:: PROVIDED DATA ::
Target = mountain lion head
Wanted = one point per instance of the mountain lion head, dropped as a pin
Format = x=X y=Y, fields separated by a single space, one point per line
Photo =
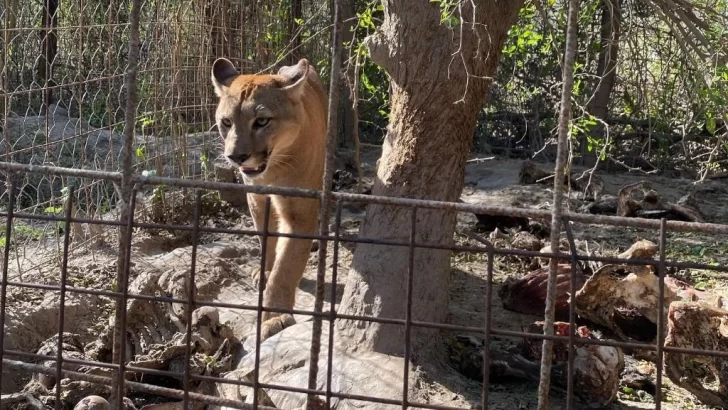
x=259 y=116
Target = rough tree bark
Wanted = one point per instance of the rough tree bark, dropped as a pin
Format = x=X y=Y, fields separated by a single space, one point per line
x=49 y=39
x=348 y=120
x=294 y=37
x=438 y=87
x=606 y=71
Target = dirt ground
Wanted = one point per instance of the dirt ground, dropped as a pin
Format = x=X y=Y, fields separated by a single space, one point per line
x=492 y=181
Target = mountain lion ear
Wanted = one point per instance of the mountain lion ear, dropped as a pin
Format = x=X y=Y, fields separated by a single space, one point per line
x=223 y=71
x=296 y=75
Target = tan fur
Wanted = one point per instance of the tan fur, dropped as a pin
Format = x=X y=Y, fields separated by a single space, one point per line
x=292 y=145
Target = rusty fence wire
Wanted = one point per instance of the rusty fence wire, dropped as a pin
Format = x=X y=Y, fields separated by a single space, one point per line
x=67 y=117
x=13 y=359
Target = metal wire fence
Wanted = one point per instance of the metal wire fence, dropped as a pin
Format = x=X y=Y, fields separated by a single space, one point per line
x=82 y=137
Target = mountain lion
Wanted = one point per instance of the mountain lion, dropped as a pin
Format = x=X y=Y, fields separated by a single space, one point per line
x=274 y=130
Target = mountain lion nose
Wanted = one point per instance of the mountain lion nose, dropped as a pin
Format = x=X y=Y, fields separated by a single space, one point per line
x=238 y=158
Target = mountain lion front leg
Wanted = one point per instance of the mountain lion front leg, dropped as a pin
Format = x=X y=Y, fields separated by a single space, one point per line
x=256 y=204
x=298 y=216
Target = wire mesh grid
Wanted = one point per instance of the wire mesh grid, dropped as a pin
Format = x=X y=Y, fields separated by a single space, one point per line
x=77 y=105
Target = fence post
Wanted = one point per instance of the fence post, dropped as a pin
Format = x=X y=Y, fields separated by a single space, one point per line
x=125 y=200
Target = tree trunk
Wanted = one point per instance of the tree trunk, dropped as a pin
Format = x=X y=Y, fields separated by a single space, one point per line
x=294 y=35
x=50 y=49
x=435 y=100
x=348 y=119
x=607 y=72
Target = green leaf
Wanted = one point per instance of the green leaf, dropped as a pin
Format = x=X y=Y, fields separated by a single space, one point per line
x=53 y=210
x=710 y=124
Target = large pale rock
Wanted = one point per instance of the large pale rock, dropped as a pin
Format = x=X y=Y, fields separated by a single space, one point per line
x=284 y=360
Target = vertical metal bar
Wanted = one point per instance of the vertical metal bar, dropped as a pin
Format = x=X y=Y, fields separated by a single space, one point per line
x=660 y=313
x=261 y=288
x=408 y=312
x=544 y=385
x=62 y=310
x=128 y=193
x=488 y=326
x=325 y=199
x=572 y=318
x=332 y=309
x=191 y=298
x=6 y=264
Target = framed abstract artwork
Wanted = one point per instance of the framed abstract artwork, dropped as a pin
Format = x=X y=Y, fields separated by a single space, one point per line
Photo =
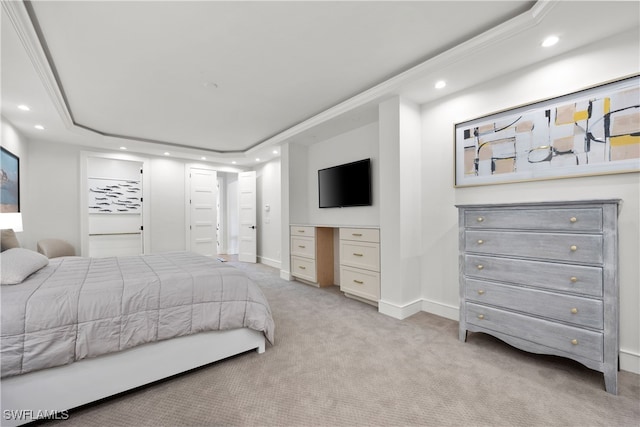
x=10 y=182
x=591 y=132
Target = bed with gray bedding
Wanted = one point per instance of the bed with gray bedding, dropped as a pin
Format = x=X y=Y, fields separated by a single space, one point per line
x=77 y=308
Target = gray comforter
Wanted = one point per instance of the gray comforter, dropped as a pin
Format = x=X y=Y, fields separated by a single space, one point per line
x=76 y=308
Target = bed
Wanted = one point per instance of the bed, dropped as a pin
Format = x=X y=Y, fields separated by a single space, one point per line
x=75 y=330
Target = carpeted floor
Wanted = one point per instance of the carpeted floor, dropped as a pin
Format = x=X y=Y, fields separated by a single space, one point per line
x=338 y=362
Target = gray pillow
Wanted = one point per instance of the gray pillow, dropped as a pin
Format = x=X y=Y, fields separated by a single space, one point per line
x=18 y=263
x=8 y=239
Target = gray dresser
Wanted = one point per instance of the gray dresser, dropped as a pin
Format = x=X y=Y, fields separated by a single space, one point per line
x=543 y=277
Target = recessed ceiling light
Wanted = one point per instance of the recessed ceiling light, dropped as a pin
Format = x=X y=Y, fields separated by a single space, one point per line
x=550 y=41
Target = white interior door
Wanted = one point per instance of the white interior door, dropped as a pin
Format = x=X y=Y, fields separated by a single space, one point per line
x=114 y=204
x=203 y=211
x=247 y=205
:::
Duplicate all the lines above word for word, leaving out the pictures.

## COMPLETE OUTPUT
Target = mountain lion head
Wanted = one point per instance of the mountain lion head, dropped as a pin
Format = x=X y=Y, fields separated by a single space, one point per line
Photo =
x=259 y=116
Target = rough tree bark
Wanted = one point per instance of the rough tree bark, dropped as a pin
Format = x=X y=Y, fields separated by a single space, one point per line
x=49 y=39
x=348 y=120
x=294 y=37
x=438 y=87
x=606 y=71
Target = dirt ground
Wanted = one point per instance of the dirt ground, dropped as a pin
Format = x=X y=Y, fields separated by a single space, one point per line
x=492 y=181
Target = mountain lion ear
Wanted = one point per instance of the mountain lion ear, dropped as a pin
Format = x=X y=Y, fields separated by a single space, one point per line
x=223 y=71
x=296 y=75
Target = tan fur
Wanted = one point per instance of the tan fur, dropped as a pin
Format = x=X y=Y, fields separated by a single space, one point per line
x=292 y=145
Target = rusty fence wire
Wanted = one point per instance of the rusty fence wire, dropped as a pin
Format = x=X y=Y, fields separated by a single space, one point per line
x=67 y=117
x=13 y=359
Target = metal wire fence
Wanted = one point per instance of the metal wire fence, dropped as a pin
Format = x=X y=Y, fields separated by a single space, one point per line
x=82 y=137
Target = mountain lion
Wanted = one point per instance of the mountain lion, dropped as a pin
Format = x=X y=Y, fields separated by a single space, one point per line
x=274 y=130
Target = mountain lion nose
Wanted = one point per instance of the mountain lion nose, dropped as a pin
Format = x=X y=Y, fields separated by a single space, one point per line
x=238 y=158
Target = mountain lion front leg
Wanted = one point per instance of the mountain lion front leg, dropped as a pin
Format = x=X y=Y, fields separated by a single space, one point per line
x=256 y=204
x=298 y=216
Target = wire mesh grid
Wanted = one point per instance of the wire mesh grid, dropped as a pin
Format = x=X y=Y, fields separated by a single space, one point per line
x=77 y=105
Target = fence post
Wanted = one point per instance of the fence post, dropped as a pin
Format = x=X y=Y, fields separated by a single space, one point per line
x=125 y=200
Target = tree trunk
Wanted = one point per instance of the tree trunk, dropped as a pin
Format = x=X y=Y, fields separated by a single space, one point per line
x=294 y=35
x=50 y=49
x=435 y=100
x=348 y=119
x=607 y=72
Target = green leaf
Wanted = one point per instance of the green leaf, dropped as a pin
Format = x=X y=Y, fields separated by a single space, one point per line
x=53 y=210
x=710 y=124
Target = large pale rock
Wanted = one point per instance of the large pale rock, dropped as a pin
Format = x=X y=Y, fields separated by a single space, one point per line
x=284 y=360
Target = vertical metal bar
Wanted = one point per instance of the vertical metal bar, dropped as a pin
Format = x=X y=Y, fields separated by a single space, one point per line
x=660 y=313
x=261 y=288
x=408 y=312
x=544 y=385
x=62 y=310
x=128 y=193
x=488 y=326
x=325 y=199
x=572 y=318
x=332 y=309
x=191 y=298
x=6 y=264
Target = framed abstract artwork
Wanted = one point per instance of the framed abstract artwork, dropped as a pin
Format = x=X y=Y, fields separated by a single space, one point per line
Photo =
x=10 y=182
x=591 y=132
Target = bed with gray bedding
Wanted = one point per instance of the bed with gray bedding, dropped as a pin
Format = x=X y=Y, fields separated by a single space, one point per line
x=77 y=308
Target = gray comforter
Wanted = one point per instance of the gray comforter, dropped as a pin
Format = x=X y=Y, fields separated by a single space, one point per line
x=76 y=308
Target = bed
Wanted = one point per instance of the bed, dropped as a pin
Format = x=X y=Y, fields separated by a single space, one point per line
x=75 y=330
Target = carpeted floor
Wanted = one point per instance of the carpeted floor, dropped as a pin
Format = x=X y=Y, fields separated by a single space, one point per line
x=338 y=362
Target = gray pillow
Wanted = one point per instance of the gray pillow, dropped as a pin
Format = x=X y=Y, fields separated by a single space, one point per line
x=18 y=263
x=8 y=239
Target = gray dresser
Wanted = one point per instance of the gray dresser, dropped as a pin
Format = x=X y=Y, fields separated by a single space, one point per line
x=543 y=277
Target = recessed ceiling light
Wanted = one point per instance of the recessed ceiling light, dropped as a pin
Format = x=X y=Y, fields separated by a single space, one point per line
x=550 y=41
Target = white interior door
Wanted = one point per instance of the white interior door, dropped as a pin
Format = x=X y=Y, fields separated by a single space, one point per line
x=114 y=204
x=203 y=211
x=247 y=205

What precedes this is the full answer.